▸ **The exercise**
Copy out the call for papers on migrancy and the text word for word, in full.
***** Document *****
CFP: Migrancy and the Text (Postgraduate), Deadline: 27 Sep 10 Event: 6 November
Kingston University Postgraduate Conference
Migrancy and the Text
Keynote Lecture by Professor Robert Eaglestone (Royal Holloway)
'Migrancy, Newness and the Problems of Tradition'
Saturday 6th November 2010, 9.30am – 5.00pm
Kingston University, Penrhyn Road Campus, London, KT1 2EE, UK
This one day-conference aims to provide an interdisciplinary forum for postgraduate students and early career researchers working in literary, cultural, media and film studies, creative writing and critical theory. The conference aims at exploring the concept of migrancy in literary, critical and cultural texts and critically investigates the usefulness of the concept. How has migrancy been represented and/or appropriated by 'migrant' and other writers, artists and intellectuals in their work? How useful is the concept of migrancy when it becomes cut off from the lived experiences of migration and different histories of movement? We invite 20-minute papers, as well as 60-minute panel proposals, from postgraduate students and early career researchers across the arts and humanities, that engage with, but are not limited to, the following topics:
Migrancy in/and the Text/Film/Media/Performance
Migrancy between Texts: Intertextuality, Creative writing
Migrancy and Travel Writing: Old and New Travellers
Migrating Concepts and Theories: Migrating between Disciplines
Migrant Intellectuals/Academics/Writers/Cultural Workers
Migrating Texts: Translation and 'Lost in Translation', Encounters with texts, Re-turning to texts, Moving away from texts, Texts that 'travel well'
Migrancy: Between Lived Experience and Metaphor
Critique of Migrancy as 'New Cosmopolitanism'
Migrancy as Queer/Queer Migrations
Migrant Melancholia/Melancholic Migrants (Ahmed, 2010)
***** Data *****
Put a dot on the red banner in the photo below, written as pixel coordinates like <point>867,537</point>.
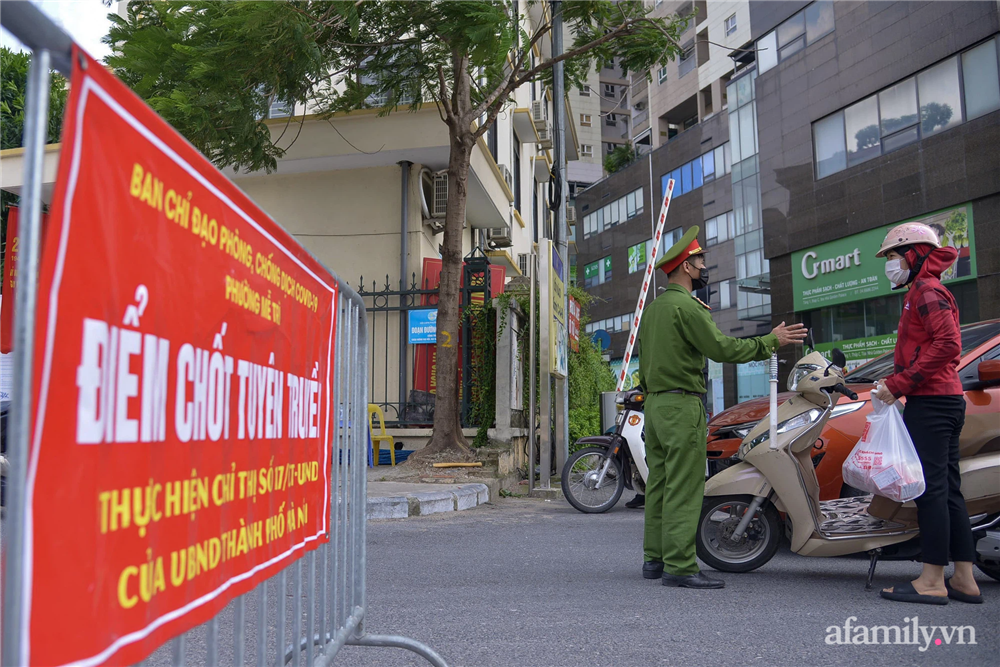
*****
▸ **Right answer**
CFP: Migrancy and the Text (Postgraduate), Deadline: 27 Sep 10 Event: 6 November
Kingston University Postgraduate Conference
Migrancy and the Text
Keynote Lecture by Professor Robert Eaglestone (Royal Holloway)
'Migrancy, Newness and the Problems of Tradition'
Saturday 6th November 2010, 9.30am – 5.00pm
Kingston University, Penrhyn Road Campus, London, KT1 2EE, UK
This one day-conference aims to provide an interdisciplinary forum for postgraduate students and early career researchers working in literary, cultural, media and film studies, creative writing and critical theory. The conference aims at exploring the concept of migrancy in literary, critical and cultural texts and critically investigates the usefulness of the concept. How has migrancy been represented and/or appropriated by 'migrant' and other writers, artists and intellectuals in their work? How useful is the concept of migrancy when it becomes cut off from the lived experiences of migration and different histories of movement? We invite 20-minute papers, as well as 60-minute panel proposals, from postgraduate students and early career researchers across the arts and humanities, that engage with, but are not limited to, the following topics:
Migrancy in/and the Text/Film/Media/Performance
Migrancy between Texts: Intertextuality, Creative writing
Migrancy and Travel Writing: Old and New Travellers
Migrating Concepts and Theories: Migrating between Disciplines
Migrant Intellectuals/Academics/Writers/Cultural Workers
Migrating Texts: Translation and 'Lost in Translation', Encounters with texts, Re-turning to texts, Moving away from texts, Texts that 'travel well'
Migrancy: Between Lived Experience and Metaphor
Critique of Migrancy as 'New Cosmopolitanism'
Migrancy as Queer/Queer Migrations
Migrant Melancholia/Melancholic Migrants (Ahmed, 2010)